**PROBLEM REQUIREMENTS:** Your copy should hold exactly the lines from the beginning of the listing below through the line with "positive clicks: (469, 502) (415, 243)", without any pictures.

┌──

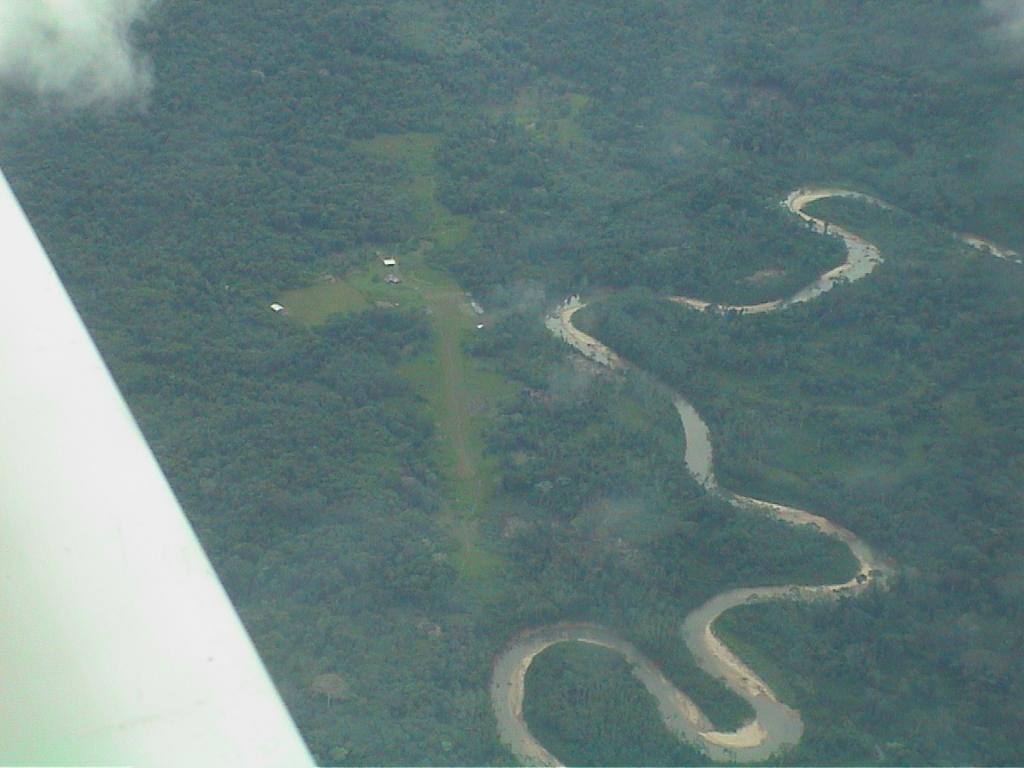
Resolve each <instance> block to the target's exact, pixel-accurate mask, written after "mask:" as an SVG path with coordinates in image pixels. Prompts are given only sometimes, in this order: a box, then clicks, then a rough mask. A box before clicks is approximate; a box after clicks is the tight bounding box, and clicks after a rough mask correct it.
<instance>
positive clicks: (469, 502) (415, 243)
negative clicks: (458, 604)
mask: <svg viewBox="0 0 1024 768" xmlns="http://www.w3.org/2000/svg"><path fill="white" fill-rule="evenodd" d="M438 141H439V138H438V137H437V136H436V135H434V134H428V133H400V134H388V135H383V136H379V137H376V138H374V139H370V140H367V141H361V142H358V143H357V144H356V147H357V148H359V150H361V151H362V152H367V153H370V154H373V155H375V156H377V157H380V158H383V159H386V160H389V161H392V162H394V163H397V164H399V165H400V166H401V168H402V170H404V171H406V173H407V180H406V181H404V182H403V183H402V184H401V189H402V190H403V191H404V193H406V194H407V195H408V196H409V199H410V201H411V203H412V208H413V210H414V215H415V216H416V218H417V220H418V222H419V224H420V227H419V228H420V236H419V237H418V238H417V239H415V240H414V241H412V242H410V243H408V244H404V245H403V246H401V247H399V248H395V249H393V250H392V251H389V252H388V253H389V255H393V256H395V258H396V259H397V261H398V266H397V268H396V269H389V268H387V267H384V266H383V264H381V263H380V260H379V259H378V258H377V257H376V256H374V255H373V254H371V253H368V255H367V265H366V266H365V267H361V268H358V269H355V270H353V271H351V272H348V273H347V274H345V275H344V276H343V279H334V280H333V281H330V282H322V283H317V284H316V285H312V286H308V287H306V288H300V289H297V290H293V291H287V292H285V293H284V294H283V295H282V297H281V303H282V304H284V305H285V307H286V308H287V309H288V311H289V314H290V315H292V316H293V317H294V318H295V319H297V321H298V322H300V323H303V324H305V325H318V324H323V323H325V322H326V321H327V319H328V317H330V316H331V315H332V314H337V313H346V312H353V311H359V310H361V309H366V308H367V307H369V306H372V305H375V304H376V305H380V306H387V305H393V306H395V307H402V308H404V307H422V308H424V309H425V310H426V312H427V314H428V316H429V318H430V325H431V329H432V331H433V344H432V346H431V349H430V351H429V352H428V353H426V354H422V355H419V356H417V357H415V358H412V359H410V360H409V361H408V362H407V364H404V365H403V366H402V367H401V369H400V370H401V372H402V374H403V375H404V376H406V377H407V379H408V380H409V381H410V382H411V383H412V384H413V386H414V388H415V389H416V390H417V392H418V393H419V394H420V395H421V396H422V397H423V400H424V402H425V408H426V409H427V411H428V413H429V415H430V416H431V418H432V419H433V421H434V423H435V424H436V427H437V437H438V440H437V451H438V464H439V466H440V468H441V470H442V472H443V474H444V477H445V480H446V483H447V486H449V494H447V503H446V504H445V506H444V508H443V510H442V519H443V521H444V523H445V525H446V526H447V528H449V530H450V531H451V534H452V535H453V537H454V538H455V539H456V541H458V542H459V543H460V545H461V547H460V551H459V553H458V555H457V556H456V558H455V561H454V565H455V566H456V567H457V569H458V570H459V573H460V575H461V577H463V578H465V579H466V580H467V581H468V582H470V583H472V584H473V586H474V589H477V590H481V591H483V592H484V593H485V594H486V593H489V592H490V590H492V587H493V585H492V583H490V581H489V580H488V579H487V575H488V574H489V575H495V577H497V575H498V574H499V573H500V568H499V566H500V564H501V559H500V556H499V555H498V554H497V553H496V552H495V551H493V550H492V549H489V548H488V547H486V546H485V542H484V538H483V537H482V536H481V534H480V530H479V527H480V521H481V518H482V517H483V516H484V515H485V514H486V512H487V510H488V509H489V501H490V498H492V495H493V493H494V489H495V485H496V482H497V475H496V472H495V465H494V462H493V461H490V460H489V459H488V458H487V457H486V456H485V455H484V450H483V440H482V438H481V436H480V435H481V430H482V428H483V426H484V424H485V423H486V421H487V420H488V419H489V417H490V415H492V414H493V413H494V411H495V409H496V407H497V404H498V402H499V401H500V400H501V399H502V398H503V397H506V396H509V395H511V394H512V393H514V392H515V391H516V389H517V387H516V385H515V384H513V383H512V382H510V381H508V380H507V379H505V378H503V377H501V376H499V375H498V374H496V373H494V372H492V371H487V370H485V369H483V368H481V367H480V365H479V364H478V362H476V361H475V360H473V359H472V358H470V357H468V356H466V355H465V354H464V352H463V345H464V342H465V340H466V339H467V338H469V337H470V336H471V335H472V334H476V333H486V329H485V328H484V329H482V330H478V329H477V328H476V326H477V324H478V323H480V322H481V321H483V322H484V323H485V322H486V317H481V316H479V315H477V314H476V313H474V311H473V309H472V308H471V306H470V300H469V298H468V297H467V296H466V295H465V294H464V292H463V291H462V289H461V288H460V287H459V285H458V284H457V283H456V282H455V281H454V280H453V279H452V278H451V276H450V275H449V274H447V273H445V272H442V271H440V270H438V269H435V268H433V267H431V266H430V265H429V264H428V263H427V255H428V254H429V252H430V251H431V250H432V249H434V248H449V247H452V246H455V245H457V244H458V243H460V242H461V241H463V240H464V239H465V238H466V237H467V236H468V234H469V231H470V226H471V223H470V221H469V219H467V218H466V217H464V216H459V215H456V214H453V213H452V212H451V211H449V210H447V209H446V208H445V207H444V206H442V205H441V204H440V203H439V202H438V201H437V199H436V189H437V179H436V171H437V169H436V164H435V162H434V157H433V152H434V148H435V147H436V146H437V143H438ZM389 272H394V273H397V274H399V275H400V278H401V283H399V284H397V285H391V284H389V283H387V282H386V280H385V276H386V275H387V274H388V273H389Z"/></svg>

└──

**TASK OUTPUT:**
Resolve each <instance> block to the target's exact, pixel-accurate mask, written after "mask:" as an SVG path with coordinates in image pixels. Prompts are given only sometimes, in this order: a box, then clicks, then a rough mask. A box before clicks is approximate; a box after clicks is the tight bounding box, and clicks after a rough mask correct it.
<instance>
positive clicks: (469, 502) (415, 243)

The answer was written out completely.